RG, 02.07.1884 - I 236/84
1. Hat der Frachtführer (Schiffer), welcher nach Beendigung der Abladung wegen eines Streites mit dem Absender über von dem letzteren geschuldete Liegegelder noch länger liegen bleibt, deshalb Anspruch auf weitere Liegegelder ?
2. Gelten die das Rücktrittsrecht bei Verträgen über Handlungen betreffenden Bestimmungen des preußischen Allgemeinen Landrechtes auch beim Werkverdingungsvertrage, insbesondere beim Frachtvertrage ?
3. Zeitpunkt für die Berechnung der Revisionssumme.

* _Kurze Aufgabe 1_
Beantworten Sie anhand des Entscheidungsauszugs folgende Fragen:
(a) Welches Datum und welches Aktenzeichen trägt die Entscheidung?
(b) Welches Gesetzeswerk wird unter Punkt 2 genannt?
(c) Wofür ist nach Punkt 3 der Zeitpunkt maßgeblich?
* _Kurze Aufgabe 2_
Benennen Sie im Entscheidungsauszug „Frachtführer“ in „Beförderer“ um, und geben Sie den Abschnitt beginnend bei „RG, 02.07.1884 - I“ und endend bei „weitere Liegegelder ?“ wieder.

Gespeicherte Dateneinträge:
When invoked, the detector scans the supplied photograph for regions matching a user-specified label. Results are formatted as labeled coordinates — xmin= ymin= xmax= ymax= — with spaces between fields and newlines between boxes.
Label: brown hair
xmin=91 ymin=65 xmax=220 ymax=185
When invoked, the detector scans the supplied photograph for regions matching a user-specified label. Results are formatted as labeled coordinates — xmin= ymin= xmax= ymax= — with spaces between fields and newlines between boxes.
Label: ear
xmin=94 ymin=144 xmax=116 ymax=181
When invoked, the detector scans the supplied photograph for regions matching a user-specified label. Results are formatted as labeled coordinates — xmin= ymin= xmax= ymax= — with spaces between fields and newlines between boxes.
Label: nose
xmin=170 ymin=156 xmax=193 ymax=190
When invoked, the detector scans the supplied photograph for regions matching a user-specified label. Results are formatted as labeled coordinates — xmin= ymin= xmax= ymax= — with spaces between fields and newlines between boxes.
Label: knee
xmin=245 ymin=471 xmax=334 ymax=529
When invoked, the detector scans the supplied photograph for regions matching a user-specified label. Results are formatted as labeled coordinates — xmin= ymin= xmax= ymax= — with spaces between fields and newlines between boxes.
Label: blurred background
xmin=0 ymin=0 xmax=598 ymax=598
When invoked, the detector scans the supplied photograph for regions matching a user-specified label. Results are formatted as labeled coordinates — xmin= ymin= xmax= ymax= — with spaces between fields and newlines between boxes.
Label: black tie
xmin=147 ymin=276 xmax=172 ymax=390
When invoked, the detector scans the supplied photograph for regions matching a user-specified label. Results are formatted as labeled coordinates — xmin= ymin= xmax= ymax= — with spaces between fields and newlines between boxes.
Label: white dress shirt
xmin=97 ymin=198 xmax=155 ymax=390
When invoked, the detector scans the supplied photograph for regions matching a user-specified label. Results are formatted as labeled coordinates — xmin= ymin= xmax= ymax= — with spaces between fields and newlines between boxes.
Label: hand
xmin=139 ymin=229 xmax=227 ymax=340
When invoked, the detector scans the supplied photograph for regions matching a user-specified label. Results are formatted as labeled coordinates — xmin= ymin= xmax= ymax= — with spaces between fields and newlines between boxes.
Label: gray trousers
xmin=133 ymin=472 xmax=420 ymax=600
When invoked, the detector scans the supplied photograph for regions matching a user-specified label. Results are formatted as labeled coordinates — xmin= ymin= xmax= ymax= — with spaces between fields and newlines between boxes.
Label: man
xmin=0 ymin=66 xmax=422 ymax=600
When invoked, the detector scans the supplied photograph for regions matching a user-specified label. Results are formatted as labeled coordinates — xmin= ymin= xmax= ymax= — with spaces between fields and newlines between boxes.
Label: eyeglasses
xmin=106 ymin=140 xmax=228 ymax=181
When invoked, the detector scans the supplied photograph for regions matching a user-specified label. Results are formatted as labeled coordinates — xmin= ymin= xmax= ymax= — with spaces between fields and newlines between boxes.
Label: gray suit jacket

* _Schriftliche Lösung 1_
(a) Den 02.07.1884 und das Aktenzeichen I 236/84.
(b) Das preußische Allgemeine Landrecht.
(c) Für die Berechnung der Revisionssumme.

* _Schriftliche Lösung 2_
RG, 02.07.1884 - I 236/84
1. Hat der Beförderer (Schiffer), welcher nach Beendigung der Abladung wegen eines Streites mit dem Absender über von dem letzteren geschuldete Liegegelder noch länger liegen bleibt, deshalb Anspruch auf weitere Liegegelder ?